[Box-labeled dataset extracts]
···
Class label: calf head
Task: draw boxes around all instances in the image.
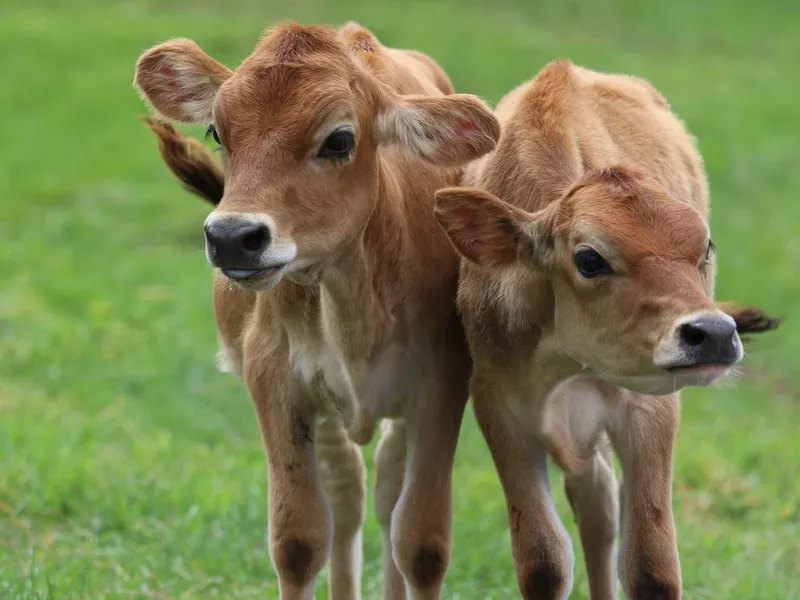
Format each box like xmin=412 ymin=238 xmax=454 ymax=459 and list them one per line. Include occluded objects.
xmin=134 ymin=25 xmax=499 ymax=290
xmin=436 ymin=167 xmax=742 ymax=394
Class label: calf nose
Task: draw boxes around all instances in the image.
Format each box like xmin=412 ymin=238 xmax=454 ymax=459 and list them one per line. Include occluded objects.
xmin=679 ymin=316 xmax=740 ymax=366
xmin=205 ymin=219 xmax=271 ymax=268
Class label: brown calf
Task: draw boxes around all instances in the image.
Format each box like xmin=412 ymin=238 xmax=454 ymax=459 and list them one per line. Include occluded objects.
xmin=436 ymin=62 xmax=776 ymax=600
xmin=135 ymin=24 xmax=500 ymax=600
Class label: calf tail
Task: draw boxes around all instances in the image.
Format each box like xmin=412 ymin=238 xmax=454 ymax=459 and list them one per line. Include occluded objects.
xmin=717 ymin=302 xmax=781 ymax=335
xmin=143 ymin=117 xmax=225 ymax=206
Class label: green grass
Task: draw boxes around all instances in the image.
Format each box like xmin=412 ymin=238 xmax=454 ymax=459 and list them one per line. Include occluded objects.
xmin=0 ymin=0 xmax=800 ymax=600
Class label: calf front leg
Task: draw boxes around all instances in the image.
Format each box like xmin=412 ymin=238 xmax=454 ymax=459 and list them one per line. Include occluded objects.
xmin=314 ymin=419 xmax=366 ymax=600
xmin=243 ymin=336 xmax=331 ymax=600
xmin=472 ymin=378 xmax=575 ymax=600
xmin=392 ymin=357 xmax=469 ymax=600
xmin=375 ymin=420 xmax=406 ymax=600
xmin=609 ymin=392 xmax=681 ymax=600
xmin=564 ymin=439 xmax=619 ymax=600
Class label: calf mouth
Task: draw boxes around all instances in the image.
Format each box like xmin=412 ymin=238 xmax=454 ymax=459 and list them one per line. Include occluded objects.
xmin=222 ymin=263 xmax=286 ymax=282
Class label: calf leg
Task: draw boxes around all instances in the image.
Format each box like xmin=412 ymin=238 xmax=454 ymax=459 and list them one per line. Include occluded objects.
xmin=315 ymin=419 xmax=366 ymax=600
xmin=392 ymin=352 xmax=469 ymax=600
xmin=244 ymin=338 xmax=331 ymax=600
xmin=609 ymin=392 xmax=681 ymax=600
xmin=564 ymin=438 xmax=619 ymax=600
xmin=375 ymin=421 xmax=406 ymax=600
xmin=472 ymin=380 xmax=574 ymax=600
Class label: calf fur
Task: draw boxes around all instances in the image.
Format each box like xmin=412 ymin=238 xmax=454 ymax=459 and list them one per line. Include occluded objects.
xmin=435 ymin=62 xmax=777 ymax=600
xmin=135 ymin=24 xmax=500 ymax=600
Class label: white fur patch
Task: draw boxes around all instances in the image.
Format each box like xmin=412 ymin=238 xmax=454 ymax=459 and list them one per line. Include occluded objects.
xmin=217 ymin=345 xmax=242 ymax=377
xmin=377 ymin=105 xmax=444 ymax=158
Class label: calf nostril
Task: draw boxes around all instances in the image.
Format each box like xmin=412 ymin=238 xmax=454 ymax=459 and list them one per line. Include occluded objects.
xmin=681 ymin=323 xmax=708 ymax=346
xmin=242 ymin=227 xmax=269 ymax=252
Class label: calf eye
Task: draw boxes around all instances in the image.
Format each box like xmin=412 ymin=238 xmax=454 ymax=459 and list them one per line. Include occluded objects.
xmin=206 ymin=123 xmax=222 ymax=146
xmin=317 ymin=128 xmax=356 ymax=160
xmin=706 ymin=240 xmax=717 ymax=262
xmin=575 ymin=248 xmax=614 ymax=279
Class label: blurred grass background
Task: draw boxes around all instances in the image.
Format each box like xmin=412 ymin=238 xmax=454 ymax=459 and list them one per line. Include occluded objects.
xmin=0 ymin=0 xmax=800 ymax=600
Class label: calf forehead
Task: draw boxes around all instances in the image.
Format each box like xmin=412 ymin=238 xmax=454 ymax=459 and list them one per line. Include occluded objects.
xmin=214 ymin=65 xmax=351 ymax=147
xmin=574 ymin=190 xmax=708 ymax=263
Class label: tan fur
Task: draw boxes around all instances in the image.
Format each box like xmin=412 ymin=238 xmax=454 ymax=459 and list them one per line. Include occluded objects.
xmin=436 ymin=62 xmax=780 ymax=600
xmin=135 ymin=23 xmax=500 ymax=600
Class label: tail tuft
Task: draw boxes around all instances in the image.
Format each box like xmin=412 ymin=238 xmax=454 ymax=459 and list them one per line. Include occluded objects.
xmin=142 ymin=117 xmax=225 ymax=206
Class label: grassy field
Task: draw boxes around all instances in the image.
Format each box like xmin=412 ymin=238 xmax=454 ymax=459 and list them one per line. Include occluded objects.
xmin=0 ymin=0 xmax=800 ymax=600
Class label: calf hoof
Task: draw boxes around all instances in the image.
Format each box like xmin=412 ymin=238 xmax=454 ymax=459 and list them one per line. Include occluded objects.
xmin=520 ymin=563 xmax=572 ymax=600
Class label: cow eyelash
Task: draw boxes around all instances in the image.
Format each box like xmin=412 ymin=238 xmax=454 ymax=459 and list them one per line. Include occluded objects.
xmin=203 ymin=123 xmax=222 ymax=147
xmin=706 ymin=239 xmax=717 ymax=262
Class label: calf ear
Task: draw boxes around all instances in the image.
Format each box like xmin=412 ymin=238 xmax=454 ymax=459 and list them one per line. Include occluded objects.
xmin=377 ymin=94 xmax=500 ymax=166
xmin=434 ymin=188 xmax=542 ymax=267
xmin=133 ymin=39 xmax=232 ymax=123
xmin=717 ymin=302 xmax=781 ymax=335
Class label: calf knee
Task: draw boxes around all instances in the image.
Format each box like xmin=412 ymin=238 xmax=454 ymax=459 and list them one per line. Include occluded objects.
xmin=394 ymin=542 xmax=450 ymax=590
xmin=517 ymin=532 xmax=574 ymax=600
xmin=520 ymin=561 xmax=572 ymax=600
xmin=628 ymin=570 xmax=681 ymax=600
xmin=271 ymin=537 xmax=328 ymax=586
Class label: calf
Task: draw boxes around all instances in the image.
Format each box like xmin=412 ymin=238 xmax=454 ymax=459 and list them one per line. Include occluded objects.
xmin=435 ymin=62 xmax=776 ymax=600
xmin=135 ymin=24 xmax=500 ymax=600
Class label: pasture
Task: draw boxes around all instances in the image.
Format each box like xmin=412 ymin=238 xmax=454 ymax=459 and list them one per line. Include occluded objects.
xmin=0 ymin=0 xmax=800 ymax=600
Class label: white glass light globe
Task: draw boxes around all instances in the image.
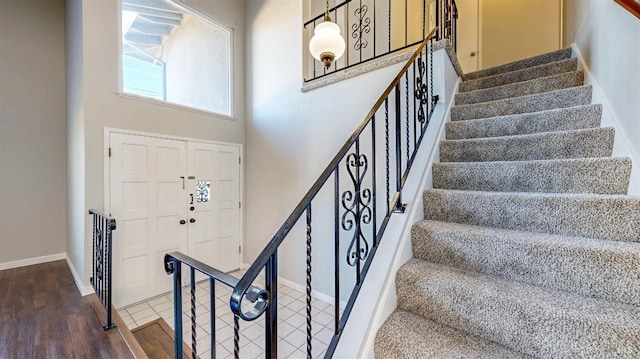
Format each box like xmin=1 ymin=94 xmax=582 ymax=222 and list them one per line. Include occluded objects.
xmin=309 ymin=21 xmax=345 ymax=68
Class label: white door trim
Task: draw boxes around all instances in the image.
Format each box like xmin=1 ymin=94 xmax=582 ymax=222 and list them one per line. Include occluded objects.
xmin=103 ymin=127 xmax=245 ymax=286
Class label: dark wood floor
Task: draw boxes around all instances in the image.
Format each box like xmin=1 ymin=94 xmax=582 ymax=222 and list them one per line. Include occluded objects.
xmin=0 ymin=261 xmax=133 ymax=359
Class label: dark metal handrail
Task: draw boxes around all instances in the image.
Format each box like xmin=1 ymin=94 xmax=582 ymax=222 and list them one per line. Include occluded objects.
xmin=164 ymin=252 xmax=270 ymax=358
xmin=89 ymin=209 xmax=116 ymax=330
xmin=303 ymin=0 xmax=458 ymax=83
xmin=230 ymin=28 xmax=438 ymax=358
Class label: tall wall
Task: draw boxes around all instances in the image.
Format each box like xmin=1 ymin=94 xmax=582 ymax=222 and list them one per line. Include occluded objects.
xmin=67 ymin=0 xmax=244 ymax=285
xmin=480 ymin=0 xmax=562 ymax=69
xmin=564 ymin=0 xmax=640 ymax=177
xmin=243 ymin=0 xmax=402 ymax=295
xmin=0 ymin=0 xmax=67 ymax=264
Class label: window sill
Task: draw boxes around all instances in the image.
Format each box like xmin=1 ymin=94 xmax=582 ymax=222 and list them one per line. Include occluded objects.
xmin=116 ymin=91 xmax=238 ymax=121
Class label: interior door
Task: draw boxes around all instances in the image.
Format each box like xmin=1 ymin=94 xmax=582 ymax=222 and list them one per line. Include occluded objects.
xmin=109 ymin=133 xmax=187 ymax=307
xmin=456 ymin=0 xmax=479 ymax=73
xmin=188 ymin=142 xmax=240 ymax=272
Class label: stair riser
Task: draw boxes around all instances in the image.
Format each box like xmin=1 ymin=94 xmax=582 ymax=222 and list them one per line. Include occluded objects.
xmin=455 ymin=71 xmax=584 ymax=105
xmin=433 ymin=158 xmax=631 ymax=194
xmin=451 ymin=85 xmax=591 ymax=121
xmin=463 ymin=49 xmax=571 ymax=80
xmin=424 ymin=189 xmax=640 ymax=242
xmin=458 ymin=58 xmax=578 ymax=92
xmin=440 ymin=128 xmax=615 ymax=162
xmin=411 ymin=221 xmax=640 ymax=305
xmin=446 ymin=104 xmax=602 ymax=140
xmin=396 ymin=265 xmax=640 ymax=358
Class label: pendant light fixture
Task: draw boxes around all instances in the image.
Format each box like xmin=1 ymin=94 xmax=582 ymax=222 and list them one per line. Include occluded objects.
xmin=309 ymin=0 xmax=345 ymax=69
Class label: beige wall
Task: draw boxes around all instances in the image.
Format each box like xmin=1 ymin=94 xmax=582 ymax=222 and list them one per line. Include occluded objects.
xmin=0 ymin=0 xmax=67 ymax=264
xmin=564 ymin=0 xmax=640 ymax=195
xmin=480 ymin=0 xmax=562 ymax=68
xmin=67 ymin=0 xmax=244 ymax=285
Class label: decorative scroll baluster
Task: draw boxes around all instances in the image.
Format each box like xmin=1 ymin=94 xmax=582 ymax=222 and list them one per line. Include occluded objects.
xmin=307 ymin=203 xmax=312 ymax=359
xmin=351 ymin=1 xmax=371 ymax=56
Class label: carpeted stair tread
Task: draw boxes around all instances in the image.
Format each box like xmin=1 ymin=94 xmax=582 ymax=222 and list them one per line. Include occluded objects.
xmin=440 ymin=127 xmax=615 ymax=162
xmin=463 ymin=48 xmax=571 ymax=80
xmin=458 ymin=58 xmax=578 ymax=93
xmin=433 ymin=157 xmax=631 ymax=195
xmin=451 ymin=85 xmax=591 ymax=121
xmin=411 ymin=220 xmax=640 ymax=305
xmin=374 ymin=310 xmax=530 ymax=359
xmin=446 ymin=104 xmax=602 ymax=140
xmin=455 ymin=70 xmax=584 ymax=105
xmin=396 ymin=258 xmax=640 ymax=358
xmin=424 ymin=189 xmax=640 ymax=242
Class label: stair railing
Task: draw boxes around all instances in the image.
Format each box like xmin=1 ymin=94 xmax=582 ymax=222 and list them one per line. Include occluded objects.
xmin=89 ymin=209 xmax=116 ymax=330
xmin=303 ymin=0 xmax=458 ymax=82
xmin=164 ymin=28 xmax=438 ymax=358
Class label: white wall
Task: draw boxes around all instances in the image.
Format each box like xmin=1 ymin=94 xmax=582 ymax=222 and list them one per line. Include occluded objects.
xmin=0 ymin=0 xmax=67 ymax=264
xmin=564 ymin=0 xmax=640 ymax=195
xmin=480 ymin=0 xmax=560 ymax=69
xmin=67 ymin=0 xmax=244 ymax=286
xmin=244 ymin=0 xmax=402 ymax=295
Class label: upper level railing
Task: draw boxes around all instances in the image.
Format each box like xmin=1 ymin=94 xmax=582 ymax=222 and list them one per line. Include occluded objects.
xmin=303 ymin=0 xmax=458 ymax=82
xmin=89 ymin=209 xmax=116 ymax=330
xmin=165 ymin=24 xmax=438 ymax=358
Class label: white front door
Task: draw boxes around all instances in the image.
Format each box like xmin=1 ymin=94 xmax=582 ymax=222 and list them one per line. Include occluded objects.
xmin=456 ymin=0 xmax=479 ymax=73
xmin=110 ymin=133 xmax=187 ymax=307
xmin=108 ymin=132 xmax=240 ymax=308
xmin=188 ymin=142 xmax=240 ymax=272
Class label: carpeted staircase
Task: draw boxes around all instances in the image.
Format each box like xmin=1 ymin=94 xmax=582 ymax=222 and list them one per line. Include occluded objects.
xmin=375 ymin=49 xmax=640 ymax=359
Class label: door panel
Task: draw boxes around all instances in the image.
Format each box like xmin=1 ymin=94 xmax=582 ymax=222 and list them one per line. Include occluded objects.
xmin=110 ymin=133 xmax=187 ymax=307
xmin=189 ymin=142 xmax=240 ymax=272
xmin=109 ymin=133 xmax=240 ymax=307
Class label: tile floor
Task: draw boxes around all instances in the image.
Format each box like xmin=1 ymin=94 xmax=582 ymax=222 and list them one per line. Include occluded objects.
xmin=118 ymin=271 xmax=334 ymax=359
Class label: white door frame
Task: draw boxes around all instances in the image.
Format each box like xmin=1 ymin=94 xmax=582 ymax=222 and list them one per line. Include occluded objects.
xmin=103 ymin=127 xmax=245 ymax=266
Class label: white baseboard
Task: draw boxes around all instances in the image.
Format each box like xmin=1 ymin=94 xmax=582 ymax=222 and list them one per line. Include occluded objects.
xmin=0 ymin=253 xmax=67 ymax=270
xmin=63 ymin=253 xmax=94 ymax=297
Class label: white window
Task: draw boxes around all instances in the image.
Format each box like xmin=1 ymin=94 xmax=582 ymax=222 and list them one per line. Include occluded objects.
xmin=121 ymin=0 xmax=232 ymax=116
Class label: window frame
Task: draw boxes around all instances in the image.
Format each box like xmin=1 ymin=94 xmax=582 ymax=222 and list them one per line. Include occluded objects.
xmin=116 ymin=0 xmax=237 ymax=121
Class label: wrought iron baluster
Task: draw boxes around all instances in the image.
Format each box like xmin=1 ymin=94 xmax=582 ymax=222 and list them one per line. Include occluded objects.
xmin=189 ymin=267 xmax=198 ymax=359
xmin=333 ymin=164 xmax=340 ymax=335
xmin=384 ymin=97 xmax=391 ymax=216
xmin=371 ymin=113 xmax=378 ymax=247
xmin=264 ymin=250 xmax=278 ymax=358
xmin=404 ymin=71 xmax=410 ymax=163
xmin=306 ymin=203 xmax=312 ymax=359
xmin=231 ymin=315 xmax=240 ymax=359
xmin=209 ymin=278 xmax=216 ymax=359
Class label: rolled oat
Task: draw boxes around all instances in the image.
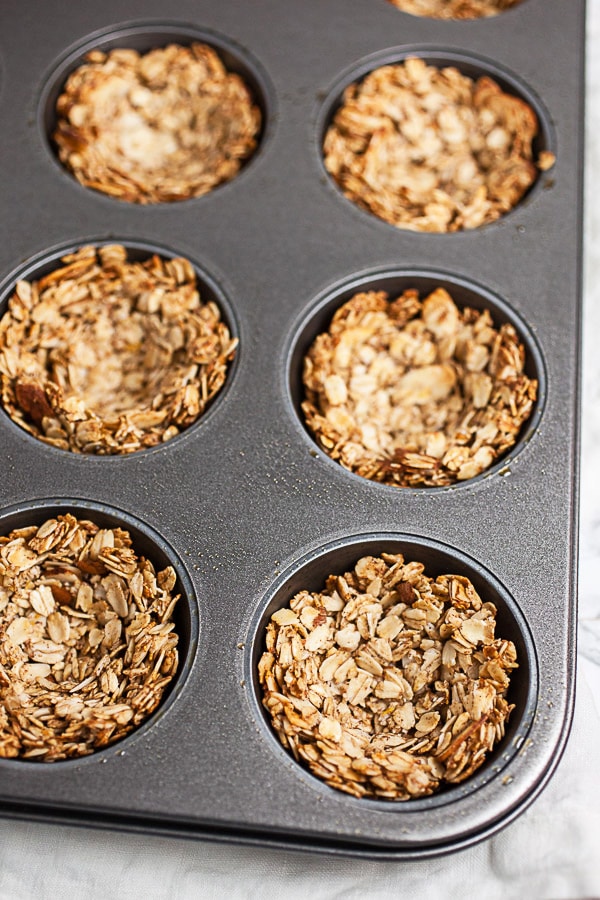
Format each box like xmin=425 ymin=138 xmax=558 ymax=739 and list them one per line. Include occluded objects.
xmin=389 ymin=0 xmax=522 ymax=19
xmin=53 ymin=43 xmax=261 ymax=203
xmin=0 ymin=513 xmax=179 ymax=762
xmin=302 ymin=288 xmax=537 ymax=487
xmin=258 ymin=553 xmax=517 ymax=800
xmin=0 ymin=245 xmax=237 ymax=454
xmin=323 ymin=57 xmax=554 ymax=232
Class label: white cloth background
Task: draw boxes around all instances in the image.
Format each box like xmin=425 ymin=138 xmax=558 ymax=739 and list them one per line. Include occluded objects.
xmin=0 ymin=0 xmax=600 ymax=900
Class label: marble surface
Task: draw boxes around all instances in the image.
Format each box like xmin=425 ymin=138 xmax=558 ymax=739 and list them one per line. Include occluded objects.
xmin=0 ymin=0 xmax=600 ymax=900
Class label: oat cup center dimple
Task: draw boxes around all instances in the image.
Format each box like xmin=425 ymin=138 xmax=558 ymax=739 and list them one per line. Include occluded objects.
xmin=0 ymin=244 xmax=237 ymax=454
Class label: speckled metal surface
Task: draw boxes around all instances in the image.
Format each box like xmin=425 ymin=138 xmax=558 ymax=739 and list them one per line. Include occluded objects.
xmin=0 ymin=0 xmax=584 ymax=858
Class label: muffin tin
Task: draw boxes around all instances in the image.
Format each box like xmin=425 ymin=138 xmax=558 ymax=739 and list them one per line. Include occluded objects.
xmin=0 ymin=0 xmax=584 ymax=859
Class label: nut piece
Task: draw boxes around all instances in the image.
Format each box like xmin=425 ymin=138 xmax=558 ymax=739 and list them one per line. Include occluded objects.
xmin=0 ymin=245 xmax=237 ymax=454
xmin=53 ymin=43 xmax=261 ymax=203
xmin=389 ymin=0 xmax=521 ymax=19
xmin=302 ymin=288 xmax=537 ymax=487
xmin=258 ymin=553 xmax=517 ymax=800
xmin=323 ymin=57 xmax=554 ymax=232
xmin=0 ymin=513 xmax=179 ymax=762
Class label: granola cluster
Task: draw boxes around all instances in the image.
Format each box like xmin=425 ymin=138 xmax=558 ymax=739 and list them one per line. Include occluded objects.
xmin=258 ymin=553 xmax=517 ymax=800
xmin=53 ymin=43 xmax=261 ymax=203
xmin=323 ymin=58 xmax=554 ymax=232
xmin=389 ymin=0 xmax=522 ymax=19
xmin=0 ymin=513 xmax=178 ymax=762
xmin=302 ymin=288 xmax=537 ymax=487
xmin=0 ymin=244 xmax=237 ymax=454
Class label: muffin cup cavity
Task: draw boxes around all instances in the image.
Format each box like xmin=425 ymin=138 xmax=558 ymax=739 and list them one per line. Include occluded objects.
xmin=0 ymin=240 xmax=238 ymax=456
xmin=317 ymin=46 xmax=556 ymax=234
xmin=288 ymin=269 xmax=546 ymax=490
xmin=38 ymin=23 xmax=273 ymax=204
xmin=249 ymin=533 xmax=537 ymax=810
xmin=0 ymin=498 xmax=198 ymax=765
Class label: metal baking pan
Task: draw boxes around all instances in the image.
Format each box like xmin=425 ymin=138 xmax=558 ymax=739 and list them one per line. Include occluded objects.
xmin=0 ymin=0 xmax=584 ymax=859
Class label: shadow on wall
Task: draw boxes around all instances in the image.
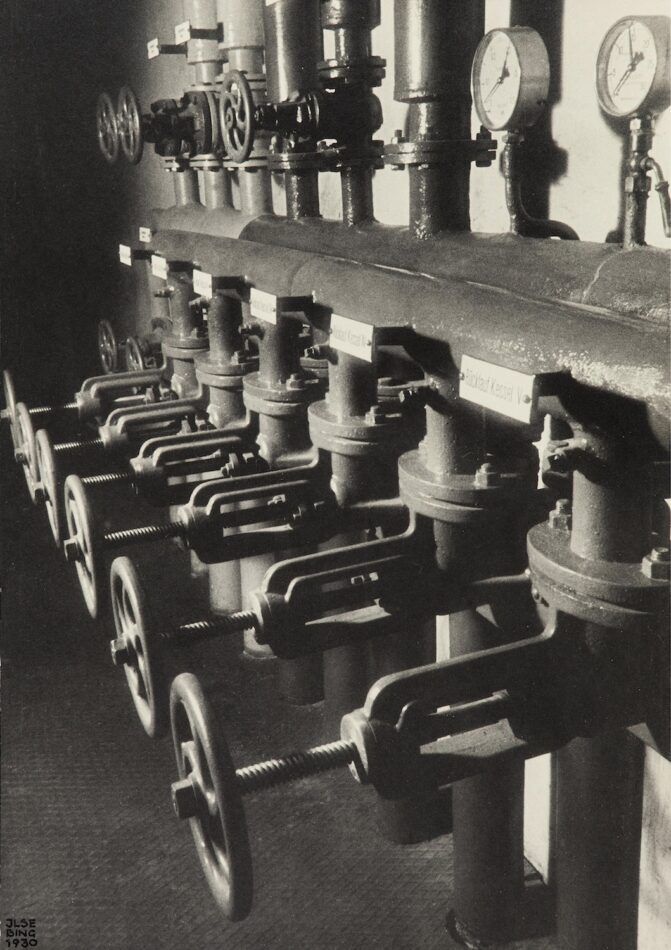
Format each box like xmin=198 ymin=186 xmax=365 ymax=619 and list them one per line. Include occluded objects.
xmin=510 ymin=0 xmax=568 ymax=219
···
Problem requirements.
Starting at the line that contains "Class label: calf mouth" and ending at the line that contains "xmin=242 ymin=227 xmax=269 ymax=252", swap "occluded" for "partially hidden" and leave everything else unchanged. Give back only those lines.

Task result.
Class label: calf mouth
Task: draw boxes around all instances in the image.
Format each box like xmin=412 ymin=238 xmax=454 ymax=459 and list them one per line. Include partially hidden objects.
xmin=222 ymin=263 xmax=286 ymax=282
Class label: calf leg
Task: draw boxes around all instances in the image.
Format each box like xmin=412 ymin=238 xmax=454 ymax=459 and list them one per line. Include partially hidden objects.
xmin=315 ymin=419 xmax=366 ymax=600
xmin=392 ymin=352 xmax=469 ymax=600
xmin=244 ymin=338 xmax=331 ymax=600
xmin=609 ymin=392 xmax=681 ymax=600
xmin=564 ymin=438 xmax=619 ymax=600
xmin=375 ymin=421 xmax=406 ymax=600
xmin=472 ymin=380 xmax=574 ymax=600
Class label: calf fur
Task: draw boxes around all instances in the image.
Format each box like xmin=412 ymin=238 xmax=454 ymax=459 and list them one per line. Include partially hidden objects.
xmin=435 ymin=62 xmax=777 ymax=600
xmin=135 ymin=24 xmax=500 ymax=600
Class label: white fur patch
Task: draw boxes around all instances in the image.
Format each box like xmin=412 ymin=238 xmax=454 ymax=459 and list them one per line. Include partially hidden objects.
xmin=217 ymin=345 xmax=242 ymax=377
xmin=377 ymin=105 xmax=444 ymax=158
Class label: calf nostril
Task: draw boxes around all instances in the image.
Format each box like xmin=412 ymin=238 xmax=454 ymax=459 and list them one per line. Include partially hidden objects.
xmin=681 ymin=323 xmax=708 ymax=346
xmin=242 ymin=227 xmax=269 ymax=252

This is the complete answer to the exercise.